* Begin Extracted data *
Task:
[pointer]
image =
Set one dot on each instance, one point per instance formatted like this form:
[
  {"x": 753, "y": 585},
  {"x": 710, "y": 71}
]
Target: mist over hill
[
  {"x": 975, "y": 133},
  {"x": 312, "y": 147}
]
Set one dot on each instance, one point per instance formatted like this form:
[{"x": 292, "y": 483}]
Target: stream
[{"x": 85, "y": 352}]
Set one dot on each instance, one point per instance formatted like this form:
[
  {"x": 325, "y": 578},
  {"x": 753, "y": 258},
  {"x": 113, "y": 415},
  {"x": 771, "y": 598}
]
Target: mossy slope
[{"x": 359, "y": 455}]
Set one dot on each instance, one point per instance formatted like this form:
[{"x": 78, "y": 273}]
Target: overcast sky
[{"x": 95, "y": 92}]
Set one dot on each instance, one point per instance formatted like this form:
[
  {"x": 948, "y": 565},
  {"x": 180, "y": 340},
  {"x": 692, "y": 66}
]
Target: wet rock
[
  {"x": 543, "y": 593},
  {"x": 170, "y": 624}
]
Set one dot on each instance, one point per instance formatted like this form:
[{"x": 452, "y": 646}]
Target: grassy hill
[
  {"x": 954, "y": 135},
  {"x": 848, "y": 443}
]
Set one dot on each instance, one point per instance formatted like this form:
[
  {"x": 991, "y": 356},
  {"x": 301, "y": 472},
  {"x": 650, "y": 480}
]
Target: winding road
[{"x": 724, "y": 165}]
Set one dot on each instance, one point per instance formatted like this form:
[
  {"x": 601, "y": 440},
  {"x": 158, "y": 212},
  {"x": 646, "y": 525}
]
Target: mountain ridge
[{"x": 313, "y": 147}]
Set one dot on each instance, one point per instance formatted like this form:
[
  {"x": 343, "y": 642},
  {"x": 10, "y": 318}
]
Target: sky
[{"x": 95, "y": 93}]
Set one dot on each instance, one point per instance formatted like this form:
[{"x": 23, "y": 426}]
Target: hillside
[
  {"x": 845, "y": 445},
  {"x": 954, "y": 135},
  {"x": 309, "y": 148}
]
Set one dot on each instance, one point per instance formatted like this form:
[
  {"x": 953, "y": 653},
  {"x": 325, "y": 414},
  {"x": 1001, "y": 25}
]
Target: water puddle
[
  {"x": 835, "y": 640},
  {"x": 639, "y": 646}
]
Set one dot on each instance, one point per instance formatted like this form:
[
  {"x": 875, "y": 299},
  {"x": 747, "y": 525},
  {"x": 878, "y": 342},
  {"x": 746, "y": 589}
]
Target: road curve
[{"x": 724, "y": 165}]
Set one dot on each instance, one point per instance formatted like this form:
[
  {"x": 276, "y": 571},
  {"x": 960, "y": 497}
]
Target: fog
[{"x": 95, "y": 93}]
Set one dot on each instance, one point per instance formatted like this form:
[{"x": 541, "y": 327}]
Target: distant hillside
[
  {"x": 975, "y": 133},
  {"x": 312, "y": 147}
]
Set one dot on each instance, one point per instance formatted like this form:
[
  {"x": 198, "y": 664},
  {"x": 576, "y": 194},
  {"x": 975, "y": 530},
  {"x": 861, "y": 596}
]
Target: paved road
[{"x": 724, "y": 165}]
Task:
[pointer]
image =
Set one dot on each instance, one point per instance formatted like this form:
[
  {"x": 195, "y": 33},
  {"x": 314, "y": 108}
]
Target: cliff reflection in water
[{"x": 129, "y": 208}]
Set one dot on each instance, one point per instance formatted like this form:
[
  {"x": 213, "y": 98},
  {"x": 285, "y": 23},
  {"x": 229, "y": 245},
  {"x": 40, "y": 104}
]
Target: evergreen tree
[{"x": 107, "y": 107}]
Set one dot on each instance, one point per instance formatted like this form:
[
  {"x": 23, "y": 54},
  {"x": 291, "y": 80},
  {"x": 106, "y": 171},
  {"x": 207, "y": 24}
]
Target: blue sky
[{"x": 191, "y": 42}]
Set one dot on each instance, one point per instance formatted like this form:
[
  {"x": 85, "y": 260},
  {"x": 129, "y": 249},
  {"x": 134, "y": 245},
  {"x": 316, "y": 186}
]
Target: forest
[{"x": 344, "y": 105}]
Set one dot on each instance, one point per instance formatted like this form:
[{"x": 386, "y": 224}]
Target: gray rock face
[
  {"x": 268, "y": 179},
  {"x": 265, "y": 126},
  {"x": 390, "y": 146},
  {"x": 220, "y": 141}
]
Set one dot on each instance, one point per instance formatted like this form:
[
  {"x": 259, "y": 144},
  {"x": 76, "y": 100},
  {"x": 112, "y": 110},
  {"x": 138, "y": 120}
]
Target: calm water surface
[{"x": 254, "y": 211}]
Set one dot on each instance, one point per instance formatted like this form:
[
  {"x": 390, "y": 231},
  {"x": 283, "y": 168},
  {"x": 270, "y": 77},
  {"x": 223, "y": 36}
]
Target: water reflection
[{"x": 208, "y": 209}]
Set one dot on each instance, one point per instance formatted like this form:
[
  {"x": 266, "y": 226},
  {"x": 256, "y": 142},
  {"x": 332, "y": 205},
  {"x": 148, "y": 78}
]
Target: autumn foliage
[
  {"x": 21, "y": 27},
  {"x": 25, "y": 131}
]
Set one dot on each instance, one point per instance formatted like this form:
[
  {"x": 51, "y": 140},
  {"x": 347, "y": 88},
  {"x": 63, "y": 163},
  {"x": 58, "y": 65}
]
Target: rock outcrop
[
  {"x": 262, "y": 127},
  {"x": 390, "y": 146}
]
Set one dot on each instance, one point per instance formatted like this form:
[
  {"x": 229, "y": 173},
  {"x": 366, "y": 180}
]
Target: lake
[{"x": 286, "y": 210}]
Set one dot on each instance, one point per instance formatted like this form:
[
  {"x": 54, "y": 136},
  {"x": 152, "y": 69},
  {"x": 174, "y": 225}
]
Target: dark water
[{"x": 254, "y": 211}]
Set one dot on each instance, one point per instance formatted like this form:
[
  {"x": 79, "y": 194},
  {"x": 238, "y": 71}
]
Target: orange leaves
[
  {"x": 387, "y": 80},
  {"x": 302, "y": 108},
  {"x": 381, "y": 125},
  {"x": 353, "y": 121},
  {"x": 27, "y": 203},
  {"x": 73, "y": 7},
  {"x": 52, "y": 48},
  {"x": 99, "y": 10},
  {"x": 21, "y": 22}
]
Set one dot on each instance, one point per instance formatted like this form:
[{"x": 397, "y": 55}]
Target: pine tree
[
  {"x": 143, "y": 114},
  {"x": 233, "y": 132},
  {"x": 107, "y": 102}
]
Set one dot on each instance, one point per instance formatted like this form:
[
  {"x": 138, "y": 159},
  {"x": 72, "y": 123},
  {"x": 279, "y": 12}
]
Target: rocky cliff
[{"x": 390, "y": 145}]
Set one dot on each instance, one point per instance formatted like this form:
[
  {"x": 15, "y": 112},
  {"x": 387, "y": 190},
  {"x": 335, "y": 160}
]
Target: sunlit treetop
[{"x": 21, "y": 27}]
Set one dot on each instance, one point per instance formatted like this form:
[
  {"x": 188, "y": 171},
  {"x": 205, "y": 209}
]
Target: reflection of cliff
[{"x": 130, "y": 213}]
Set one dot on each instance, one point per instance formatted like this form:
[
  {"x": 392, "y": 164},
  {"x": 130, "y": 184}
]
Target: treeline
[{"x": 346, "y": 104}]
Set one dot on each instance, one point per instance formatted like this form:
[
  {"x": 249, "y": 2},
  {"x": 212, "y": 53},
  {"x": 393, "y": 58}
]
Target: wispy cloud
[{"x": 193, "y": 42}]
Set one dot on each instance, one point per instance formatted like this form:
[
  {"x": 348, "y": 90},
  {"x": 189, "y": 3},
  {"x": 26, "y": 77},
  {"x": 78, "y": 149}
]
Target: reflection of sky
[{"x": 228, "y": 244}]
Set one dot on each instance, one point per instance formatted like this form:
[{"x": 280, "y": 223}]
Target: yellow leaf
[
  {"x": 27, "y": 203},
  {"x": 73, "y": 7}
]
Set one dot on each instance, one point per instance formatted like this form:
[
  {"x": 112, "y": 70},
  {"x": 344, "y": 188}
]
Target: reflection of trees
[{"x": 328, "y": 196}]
* End Extracted data *
Report each line of the records that contains the string "road", copying the whole line. Only matches in the same letter case count.

## Response to this exercise
Target: winding road
Target: road curve
Target: paved road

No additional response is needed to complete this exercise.